### Dataset records

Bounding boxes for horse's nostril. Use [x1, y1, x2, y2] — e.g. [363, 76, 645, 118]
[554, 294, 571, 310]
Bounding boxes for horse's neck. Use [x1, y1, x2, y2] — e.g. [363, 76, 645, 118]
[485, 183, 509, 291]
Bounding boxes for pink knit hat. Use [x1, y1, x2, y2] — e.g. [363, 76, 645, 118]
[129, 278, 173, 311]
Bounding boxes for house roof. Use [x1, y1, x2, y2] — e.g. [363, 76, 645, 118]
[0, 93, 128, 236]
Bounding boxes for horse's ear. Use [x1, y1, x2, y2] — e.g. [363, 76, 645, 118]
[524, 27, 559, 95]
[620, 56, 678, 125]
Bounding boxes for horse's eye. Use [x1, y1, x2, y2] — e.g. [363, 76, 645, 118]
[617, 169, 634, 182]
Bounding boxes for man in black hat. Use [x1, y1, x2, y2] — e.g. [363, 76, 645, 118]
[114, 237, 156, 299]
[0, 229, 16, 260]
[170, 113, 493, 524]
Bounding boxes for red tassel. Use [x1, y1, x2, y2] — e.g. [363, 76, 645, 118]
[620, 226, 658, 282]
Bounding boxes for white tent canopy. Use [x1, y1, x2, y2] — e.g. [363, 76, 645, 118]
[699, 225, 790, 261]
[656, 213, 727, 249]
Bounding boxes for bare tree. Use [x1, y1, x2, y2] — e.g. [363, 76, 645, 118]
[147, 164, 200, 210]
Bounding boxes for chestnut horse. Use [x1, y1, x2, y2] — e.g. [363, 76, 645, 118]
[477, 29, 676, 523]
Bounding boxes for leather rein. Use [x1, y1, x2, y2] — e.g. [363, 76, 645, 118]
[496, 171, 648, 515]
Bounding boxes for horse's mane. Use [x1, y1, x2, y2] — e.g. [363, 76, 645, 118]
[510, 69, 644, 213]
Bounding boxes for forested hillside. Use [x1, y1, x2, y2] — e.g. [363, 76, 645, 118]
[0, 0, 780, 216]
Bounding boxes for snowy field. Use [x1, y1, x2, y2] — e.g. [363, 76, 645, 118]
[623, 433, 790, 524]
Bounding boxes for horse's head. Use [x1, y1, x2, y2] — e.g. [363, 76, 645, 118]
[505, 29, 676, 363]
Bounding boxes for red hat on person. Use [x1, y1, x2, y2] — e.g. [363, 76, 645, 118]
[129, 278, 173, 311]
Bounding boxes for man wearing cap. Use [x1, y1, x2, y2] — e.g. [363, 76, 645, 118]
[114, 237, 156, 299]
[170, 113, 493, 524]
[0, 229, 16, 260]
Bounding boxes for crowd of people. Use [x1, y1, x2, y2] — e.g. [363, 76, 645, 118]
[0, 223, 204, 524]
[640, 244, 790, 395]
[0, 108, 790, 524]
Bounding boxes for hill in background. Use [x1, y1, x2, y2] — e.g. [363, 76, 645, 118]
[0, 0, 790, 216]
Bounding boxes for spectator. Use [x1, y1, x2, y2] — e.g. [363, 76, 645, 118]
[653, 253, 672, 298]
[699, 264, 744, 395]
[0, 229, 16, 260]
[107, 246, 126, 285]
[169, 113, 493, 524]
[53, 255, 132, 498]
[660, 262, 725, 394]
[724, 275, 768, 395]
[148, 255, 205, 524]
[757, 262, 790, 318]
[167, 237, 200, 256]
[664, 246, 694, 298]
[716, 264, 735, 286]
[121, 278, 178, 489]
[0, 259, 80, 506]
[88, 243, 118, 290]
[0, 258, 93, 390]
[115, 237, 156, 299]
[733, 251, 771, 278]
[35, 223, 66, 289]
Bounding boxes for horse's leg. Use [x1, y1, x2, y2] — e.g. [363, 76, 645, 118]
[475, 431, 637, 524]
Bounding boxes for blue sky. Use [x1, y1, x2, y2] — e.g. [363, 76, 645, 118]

### Task to complete
Copy out every line of the listing above verbatim, leaving nothing out and changing nothing.

### Output of the exercise
Bounding boxes for horse's nostril. Use [x1, y1, x2, y2] — e.g. [363, 76, 645, 118]
[554, 294, 571, 310]
Bounding boxes for horse's neck. Use [x1, y1, x2, y2] — e.g. [363, 76, 645, 118]
[485, 183, 509, 291]
Bounding boxes for pink knit hat. Use [x1, y1, x2, y2] — e.g. [363, 76, 645, 118]
[129, 278, 173, 311]
Bounding boxes for house roof. Use [x1, y1, x2, y2] — e.g. [363, 76, 645, 118]
[0, 93, 128, 236]
Bounding boxes for horse's ear. Use [x1, y1, x2, y2] — e.g. [363, 76, 645, 118]
[524, 27, 559, 95]
[620, 56, 678, 125]
Bounding boxes for horse's eye. Use [x1, y1, x2, y2] — e.g. [363, 76, 645, 118]
[617, 169, 634, 182]
Bounding boxes for man in black hat. Use [x1, y1, x2, y2] — e.g. [363, 76, 645, 118]
[114, 237, 156, 299]
[0, 229, 16, 260]
[170, 113, 493, 524]
Bounding boxes for red tassel. Use [x1, y1, x2, y2] — e.g. [363, 76, 645, 118]
[620, 226, 658, 282]
Bounding boxes for white tent canopy. Use [x1, y1, x2, y2] — e.g. [363, 76, 645, 118]
[699, 225, 790, 261]
[656, 213, 727, 249]
Bounding boxes for bare tree. Use [x1, y1, x2, y2] — e.g. [363, 76, 645, 118]
[147, 164, 200, 210]
Bounding boxes for chestnut horse. Use [x1, y1, x2, y2] — e.g. [363, 76, 645, 118]
[477, 29, 676, 523]
Bounding boxes for leather rein. Use [x1, y1, x2, y2] — e.g. [363, 76, 645, 118]
[496, 171, 648, 515]
Bounding boxes for horse's mane. Use [x1, y1, x2, y2] — e.g. [363, 76, 645, 118]
[510, 69, 644, 213]
Bounding boxes for forested hillside. Use [x1, y1, x2, y2] — e.g. [363, 76, 645, 118]
[0, 0, 780, 216]
Bounding boxes for snowy field. Use [x1, y1, x2, y2] — e.g. [363, 76, 645, 118]
[623, 433, 790, 524]
Bounding boxes for horse's head. Use [x1, y1, x2, y2] — e.g. [363, 76, 645, 118]
[505, 29, 676, 363]
Bounding boxes for red hat on person. Use [x1, y1, x2, y2] — e.g. [363, 76, 645, 118]
[129, 278, 173, 311]
Bounding boxes for man wearing cap. Use [x1, y1, x2, y2] — e.g. [363, 76, 645, 118]
[114, 237, 156, 299]
[170, 113, 493, 524]
[0, 229, 16, 260]
Bounding boxes for crowd of people. Use [x1, y1, x2, y2] — e.g. [363, 76, 645, 118]
[0, 223, 204, 524]
[640, 244, 790, 395]
[0, 108, 790, 524]
Bounding boxes for hill in background. Use [x1, y1, x2, y2] — e.g. [363, 76, 645, 118]
[0, 0, 790, 216]
Bounding boxes for spectator. Use [x1, y1, x2, y2] — e.g. [363, 76, 645, 118]
[653, 253, 672, 298]
[699, 264, 744, 395]
[0, 229, 16, 260]
[107, 246, 126, 285]
[169, 113, 493, 524]
[53, 255, 132, 498]
[660, 262, 725, 394]
[724, 275, 768, 395]
[148, 255, 205, 524]
[757, 262, 790, 318]
[167, 237, 200, 256]
[664, 246, 694, 298]
[716, 264, 735, 286]
[121, 278, 178, 489]
[0, 259, 80, 506]
[88, 243, 118, 290]
[0, 258, 93, 390]
[115, 237, 156, 299]
[733, 251, 771, 278]
[35, 223, 66, 289]
Bounding boxes for horse's leg. Use [x1, y1, x2, y2] — e.g. [363, 76, 645, 118]
[475, 431, 637, 524]
Bounding boxes for blue sky. Use [x1, y1, x2, y2] — e.g. [363, 76, 645, 118]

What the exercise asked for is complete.